__Point annotation dataset records__
┌──

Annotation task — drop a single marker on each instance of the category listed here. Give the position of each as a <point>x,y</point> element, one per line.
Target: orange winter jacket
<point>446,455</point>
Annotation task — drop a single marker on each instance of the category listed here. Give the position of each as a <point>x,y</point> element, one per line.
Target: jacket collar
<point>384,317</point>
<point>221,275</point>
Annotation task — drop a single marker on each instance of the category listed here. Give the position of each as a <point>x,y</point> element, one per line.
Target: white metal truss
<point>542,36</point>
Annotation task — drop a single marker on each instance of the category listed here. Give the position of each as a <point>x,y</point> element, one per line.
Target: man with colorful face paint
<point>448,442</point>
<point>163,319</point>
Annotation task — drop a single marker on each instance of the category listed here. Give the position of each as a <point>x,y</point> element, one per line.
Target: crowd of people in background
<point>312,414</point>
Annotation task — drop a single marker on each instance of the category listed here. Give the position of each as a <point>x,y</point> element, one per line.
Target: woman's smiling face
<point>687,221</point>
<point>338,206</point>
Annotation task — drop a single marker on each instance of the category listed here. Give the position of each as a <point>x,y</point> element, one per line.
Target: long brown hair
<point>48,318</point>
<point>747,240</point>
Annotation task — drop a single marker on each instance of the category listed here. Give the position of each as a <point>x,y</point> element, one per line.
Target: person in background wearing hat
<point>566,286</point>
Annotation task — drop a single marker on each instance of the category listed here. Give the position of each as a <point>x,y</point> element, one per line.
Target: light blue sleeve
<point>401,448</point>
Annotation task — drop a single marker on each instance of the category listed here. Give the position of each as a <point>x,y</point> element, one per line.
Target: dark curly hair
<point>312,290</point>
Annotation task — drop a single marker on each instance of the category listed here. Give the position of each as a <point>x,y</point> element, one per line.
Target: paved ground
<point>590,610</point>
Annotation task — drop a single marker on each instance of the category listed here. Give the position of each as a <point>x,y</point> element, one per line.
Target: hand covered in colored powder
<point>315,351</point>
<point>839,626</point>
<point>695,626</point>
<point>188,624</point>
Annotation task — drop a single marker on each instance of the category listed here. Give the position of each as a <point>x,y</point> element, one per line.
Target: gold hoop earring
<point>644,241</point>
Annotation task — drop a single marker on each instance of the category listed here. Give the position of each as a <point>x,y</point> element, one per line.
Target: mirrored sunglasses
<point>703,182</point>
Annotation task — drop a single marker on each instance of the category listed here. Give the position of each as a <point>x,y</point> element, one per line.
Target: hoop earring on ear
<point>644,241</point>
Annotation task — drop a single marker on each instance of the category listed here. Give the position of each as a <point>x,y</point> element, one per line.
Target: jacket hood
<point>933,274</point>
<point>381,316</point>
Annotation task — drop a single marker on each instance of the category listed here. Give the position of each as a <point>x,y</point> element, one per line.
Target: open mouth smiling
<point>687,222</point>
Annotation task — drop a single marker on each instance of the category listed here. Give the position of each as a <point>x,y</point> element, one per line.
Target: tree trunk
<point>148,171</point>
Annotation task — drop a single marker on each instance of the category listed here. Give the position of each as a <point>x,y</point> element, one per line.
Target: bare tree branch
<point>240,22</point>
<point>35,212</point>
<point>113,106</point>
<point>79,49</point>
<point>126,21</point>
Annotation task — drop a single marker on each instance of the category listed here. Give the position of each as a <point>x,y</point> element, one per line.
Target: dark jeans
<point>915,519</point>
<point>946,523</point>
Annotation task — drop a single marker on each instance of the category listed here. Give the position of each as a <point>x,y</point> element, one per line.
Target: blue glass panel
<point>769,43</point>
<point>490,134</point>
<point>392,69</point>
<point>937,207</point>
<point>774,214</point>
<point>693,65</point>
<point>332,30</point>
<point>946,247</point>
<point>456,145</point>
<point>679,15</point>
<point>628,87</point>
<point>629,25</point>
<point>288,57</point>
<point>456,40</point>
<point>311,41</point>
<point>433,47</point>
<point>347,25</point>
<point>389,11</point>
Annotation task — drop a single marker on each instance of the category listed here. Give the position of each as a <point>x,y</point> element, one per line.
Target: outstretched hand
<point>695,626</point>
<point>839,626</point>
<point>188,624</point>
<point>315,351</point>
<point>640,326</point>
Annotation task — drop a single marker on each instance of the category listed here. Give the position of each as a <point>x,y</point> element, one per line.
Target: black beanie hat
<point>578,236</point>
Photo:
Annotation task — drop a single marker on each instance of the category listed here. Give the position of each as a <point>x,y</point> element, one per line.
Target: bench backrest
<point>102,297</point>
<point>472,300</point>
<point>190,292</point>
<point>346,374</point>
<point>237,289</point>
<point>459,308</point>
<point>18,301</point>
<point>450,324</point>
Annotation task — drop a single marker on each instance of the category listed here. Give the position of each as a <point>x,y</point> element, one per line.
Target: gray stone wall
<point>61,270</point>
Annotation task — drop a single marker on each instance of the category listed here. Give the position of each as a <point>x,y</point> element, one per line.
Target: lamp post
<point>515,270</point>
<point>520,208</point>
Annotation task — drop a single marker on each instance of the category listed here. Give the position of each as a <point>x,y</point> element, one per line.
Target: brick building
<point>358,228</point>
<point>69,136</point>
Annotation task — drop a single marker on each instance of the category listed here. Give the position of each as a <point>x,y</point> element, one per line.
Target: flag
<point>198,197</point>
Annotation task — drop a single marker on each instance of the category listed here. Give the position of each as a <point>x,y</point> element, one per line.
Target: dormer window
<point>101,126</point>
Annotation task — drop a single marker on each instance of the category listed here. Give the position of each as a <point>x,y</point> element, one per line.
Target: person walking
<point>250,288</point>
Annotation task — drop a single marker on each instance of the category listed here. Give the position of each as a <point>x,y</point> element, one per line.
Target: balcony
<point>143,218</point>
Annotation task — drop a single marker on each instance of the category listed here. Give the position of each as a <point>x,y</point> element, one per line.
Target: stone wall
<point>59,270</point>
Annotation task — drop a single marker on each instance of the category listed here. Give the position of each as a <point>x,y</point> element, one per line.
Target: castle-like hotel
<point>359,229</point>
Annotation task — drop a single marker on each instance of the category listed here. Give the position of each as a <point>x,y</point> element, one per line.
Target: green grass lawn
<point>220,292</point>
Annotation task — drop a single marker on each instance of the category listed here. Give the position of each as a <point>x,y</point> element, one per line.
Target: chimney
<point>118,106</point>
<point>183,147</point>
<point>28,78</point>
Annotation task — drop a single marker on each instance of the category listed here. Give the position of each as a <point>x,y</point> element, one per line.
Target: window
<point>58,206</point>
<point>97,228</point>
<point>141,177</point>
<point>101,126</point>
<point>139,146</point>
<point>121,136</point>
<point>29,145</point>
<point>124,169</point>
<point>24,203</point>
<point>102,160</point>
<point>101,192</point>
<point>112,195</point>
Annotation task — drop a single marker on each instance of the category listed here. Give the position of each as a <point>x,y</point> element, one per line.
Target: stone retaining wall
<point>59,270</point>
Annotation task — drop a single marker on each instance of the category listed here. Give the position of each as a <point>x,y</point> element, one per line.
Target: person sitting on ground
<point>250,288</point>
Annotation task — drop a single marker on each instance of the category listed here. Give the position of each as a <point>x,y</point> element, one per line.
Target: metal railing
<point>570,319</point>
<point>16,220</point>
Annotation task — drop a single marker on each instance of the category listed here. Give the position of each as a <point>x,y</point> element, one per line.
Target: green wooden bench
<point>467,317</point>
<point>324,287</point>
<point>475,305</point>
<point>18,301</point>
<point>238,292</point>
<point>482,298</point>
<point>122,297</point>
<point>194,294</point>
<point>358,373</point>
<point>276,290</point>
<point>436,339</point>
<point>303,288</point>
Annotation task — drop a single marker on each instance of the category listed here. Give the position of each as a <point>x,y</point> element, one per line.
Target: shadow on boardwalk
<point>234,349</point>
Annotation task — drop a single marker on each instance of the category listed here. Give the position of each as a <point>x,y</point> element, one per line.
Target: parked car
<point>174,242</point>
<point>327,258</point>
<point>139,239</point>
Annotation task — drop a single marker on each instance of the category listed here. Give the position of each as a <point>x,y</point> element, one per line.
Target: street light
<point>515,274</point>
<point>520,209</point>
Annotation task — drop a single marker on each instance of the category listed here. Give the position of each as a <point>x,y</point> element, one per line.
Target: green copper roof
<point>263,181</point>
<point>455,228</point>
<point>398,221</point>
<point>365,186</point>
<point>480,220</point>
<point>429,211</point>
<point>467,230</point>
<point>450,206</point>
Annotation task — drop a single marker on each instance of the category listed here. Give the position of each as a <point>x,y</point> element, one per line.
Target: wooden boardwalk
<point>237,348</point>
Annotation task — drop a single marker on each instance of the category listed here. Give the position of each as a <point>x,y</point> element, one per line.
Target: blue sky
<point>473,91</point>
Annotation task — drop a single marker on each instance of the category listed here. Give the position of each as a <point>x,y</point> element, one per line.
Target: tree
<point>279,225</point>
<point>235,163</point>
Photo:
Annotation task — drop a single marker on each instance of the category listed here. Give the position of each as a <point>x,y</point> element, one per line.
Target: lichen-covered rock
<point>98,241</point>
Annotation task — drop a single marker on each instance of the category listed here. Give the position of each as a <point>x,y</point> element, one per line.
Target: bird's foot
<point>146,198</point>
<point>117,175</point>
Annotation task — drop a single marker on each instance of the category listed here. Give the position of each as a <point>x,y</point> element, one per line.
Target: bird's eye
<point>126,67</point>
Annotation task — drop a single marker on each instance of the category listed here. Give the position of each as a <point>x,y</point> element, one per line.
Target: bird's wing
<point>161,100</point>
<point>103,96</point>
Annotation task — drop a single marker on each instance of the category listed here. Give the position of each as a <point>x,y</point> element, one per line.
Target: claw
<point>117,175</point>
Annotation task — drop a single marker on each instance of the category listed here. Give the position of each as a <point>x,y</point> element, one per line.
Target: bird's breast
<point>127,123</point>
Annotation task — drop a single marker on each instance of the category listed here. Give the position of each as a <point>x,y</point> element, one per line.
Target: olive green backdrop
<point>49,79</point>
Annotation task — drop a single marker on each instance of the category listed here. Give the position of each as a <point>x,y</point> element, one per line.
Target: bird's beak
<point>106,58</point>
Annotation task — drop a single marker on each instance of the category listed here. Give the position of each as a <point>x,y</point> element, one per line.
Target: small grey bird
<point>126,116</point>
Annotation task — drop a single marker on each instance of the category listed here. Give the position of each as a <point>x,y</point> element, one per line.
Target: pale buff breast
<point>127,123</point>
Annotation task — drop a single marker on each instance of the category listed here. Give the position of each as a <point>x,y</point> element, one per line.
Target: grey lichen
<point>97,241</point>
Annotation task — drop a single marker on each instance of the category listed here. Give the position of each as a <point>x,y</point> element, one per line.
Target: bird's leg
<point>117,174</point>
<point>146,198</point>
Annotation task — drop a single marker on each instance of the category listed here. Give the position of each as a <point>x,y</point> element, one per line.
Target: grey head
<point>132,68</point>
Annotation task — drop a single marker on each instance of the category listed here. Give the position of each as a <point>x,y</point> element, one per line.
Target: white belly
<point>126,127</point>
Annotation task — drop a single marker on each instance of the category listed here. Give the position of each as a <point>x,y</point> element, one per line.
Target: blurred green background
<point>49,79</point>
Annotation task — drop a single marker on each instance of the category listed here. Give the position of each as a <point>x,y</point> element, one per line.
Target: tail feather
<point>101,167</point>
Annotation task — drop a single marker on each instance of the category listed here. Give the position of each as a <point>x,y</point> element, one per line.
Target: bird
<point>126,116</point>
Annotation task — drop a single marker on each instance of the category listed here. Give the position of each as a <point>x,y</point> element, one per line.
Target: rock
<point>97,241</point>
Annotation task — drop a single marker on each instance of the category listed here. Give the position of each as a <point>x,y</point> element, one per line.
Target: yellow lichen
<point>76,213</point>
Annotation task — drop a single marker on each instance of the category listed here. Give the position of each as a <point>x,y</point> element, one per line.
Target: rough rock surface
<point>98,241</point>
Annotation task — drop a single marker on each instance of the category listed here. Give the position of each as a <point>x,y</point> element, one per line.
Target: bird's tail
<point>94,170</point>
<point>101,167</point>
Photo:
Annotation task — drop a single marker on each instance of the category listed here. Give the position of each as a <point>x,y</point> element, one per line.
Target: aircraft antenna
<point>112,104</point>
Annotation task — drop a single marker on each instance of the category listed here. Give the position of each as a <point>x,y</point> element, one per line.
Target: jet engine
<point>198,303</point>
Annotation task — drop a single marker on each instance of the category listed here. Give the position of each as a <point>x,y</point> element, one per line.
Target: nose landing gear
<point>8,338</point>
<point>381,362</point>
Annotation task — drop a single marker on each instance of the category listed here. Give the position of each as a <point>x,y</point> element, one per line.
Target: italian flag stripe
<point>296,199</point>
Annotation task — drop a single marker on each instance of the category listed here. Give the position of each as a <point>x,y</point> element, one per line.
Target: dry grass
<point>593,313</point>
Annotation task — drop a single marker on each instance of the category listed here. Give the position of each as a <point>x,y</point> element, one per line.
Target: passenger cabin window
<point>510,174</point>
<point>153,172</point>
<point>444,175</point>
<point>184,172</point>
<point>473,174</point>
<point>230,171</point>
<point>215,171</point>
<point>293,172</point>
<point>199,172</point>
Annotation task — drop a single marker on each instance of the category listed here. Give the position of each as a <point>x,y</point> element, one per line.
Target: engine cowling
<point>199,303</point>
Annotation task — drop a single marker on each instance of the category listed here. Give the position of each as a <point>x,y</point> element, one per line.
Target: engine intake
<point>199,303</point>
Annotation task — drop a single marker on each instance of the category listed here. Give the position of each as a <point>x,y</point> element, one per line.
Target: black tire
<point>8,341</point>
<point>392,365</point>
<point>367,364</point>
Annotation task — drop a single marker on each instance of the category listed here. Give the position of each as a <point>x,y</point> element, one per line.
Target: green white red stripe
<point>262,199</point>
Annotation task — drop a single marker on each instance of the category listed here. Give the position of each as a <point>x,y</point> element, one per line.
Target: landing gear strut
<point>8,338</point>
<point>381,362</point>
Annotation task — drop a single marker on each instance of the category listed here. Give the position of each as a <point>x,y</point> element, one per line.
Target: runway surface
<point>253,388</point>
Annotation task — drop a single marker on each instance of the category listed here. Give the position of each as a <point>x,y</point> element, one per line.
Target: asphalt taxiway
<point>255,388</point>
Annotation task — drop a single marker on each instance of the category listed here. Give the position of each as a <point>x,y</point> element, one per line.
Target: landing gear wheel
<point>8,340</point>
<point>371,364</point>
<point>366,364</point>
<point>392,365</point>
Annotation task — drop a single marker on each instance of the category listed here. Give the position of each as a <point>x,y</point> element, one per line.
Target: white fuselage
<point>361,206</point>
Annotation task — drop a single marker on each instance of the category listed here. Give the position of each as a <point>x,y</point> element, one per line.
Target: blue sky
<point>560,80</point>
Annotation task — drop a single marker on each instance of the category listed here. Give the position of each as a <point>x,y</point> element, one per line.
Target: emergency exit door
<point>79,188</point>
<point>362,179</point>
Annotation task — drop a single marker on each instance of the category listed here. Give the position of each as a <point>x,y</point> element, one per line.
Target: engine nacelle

└──

List every line of the entries above that holds the word "jacket", copying each line in full.

__Output__
Target: orange winter jacket
Target: jacket collar
Target: jacket hood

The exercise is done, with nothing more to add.